- _Extract_:

:::

And I know some of the stats you gave around share gains versus domestic schemes, for example, in Continental Europe, Germany, France were really, really interesting, also at the Investor Day.

Christopher Suh

executive
#20

Yes. I mean, Europe, for us, if I could just sidebar for a minute on Europe, I mean, Europe is one of our most interesting and exciting opportunities for us. We classify that as a high potential market in sort of our go-to-market approach. And by that, we mean it's got mature, sophisticated digital infrastructure and penetration and still a high level of cash. There's $2 trillion of available cash in Europe today, which is about 20% of the available cash in the world. So you have this sort of juxtaposition, a really sort of exciting juxtaposition of sophisticated, mature, advanced mature markets, mature economies and high cash. And so we continue to go after that in a significant way as well as that's just the cash part. Then the thing that you just talked about, which is in France, I was just in France last week and how we're competing against the local domestic scheme, very exciting. In Germany, in Italy, there's significant share held by domestic schemes. And again, I just think we have a stronger value proposition, and we're going to continue to win share from them. We've invested a ton in Europe. We've -- over the last 5 years, we've opened 6 new offices, doubled the amount of employees that we have there. We've added 10 million merchant locations. It's been sort of a fantastic -- we've won share, as you pointed out, the share references. We've taken share from both the domestic schemes and from our global competitors. Europe is an exciting market for us.

:::

- _Task instructions_: Continue the European payments discussion from the point where it stops. The items come from a source unrelated to the European payments discussion.

- _Excerpted records_:
:::

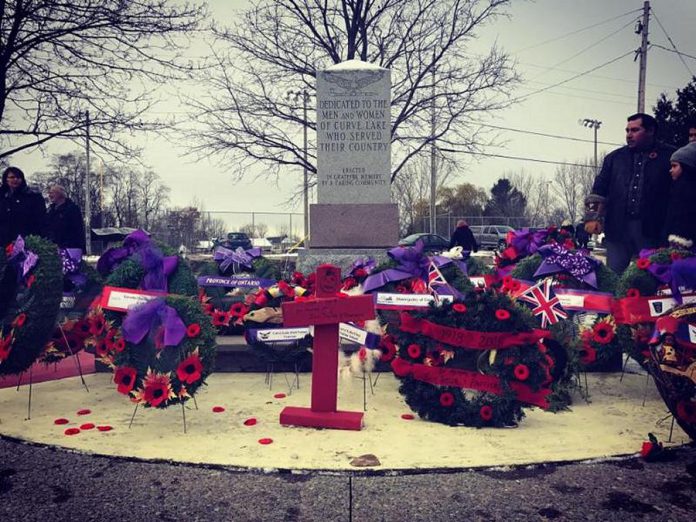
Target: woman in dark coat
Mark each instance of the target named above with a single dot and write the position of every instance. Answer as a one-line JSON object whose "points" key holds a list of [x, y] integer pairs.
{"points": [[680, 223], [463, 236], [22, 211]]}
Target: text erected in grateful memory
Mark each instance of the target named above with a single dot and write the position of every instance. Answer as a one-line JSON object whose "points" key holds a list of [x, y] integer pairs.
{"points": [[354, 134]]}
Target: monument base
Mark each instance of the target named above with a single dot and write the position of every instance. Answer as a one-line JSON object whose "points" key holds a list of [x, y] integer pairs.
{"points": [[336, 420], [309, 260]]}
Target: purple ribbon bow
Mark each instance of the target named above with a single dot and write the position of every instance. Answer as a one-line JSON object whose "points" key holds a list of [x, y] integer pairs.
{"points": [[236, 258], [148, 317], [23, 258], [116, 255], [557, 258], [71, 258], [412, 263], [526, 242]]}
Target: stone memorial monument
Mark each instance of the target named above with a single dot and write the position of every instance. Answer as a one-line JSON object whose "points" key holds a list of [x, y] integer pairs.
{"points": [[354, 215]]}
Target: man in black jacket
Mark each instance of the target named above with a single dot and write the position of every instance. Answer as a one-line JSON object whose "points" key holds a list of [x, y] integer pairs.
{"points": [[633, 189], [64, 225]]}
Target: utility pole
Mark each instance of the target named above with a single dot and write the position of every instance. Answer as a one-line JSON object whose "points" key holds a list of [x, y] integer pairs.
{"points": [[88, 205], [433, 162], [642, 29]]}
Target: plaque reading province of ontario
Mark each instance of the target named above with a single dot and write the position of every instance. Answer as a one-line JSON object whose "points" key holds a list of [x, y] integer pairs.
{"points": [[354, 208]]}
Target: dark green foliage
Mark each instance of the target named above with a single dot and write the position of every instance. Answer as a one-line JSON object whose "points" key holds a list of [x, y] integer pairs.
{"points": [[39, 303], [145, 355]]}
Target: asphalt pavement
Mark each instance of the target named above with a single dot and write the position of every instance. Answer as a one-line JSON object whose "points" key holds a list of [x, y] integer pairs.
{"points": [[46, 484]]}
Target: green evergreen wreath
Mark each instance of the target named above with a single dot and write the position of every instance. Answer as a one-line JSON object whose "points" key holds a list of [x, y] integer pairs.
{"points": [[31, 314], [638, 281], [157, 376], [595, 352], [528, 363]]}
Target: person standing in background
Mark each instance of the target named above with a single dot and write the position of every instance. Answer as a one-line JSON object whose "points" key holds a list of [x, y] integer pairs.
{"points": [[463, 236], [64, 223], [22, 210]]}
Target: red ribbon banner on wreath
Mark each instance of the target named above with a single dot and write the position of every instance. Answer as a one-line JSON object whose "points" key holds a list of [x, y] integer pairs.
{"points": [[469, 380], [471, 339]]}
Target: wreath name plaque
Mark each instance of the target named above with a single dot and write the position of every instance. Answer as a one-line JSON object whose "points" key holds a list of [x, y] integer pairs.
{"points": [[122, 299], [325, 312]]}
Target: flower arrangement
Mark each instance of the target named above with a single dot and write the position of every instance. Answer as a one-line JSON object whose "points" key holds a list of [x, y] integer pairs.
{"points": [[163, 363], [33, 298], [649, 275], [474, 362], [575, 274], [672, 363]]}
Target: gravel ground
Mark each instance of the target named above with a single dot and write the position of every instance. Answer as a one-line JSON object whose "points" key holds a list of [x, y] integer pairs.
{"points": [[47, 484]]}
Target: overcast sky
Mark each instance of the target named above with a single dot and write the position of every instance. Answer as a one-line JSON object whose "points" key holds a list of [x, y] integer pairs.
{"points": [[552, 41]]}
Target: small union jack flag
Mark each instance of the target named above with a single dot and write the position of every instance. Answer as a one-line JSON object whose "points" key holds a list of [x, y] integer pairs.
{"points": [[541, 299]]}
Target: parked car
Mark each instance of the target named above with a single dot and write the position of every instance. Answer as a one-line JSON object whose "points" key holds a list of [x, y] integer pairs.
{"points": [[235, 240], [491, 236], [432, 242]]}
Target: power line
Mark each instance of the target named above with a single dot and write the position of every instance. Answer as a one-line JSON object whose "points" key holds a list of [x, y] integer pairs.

:::

- _Exercise output_:
Harshita Rawat

analyst
#21

So Chris, let's switch gears and talk about a growing contributor to Visa's growth algorithm, value-added services. So at the Investor Day, you laid out the addressable market for VAS at $520 billion. How did you size that? And looking forward, how should we think about the VAS growth algorithm with respect to new services, penetration of existing services and geo expansion?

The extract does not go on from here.